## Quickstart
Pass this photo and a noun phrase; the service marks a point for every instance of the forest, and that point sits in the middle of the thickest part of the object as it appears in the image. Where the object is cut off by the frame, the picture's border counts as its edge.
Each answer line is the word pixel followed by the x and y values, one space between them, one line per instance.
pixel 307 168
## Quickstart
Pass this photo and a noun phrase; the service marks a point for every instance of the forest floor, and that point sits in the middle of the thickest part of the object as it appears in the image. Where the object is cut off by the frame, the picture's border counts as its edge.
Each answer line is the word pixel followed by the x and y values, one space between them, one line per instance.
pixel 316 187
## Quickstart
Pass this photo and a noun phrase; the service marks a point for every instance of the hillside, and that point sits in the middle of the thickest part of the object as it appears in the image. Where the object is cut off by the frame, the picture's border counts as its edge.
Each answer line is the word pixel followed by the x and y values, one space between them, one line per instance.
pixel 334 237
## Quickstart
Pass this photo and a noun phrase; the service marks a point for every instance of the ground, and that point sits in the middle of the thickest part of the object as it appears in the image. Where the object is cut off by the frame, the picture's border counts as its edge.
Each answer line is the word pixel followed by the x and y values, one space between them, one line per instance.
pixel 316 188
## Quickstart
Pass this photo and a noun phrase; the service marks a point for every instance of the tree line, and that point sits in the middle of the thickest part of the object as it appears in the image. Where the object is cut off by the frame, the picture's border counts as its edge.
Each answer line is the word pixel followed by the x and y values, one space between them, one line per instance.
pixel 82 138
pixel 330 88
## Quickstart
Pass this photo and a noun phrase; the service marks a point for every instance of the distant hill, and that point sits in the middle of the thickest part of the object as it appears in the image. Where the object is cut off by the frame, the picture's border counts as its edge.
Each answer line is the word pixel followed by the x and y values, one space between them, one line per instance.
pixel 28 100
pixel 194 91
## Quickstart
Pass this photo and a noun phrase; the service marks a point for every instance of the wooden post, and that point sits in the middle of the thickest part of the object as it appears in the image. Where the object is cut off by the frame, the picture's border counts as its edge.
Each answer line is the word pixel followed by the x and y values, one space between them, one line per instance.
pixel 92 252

· · · · ·

YOUR INSTRUCTIONS: Return, exactly as written, only those lines that run from the one with "the ground, and" to the last line of the data, both of those lines included.

EXERCISE ANSWER:
Pass this photo and a noun phrase; the service marks a point for every instance of the ground, and that point sits in the middle of the thickest part of the object as it appears in the image. Where the object is cut off by the frame, the picture's border counts as its edge.
Each answer line is the word pixel followed by the x and y values, one space between them, one line per instance.
pixel 316 188
## Quickstart
Pass this photo and a noun phrase; the service marks a point for every instance of the tree line, and that point sits in the middle of the thickest part of the object as it appears in the image. Where the object is cut off by the frame, the picture's border counts as its edge.
Each answer line is the word pixel followed by the x and y values, one space between them, one line per instance.
pixel 82 138
pixel 330 88
## Quickstart
Pass this photo and a noun phrase; the service marks a point for every instance of the distant hill, and that point sits in the middle of the thickest part of the object as it appears in the image. Where the object is cut off by the frame, the picture's border counts as its edge.
Each answer line is the word pixel followed by the x and y values, one space between them, one line per instance.
pixel 28 100
pixel 194 91
## Quickstart
Pass this photo and a noun phrase; the service marks a point for every instance of the wooden post, and that point sits in the middle of the thickest part of the object as it appears in the image. Where the object is cut off by the frame, the picture's border counts as its edge.
Each answer line is the word pixel followed by the x and y values, one space between them, one line per instance.
pixel 92 252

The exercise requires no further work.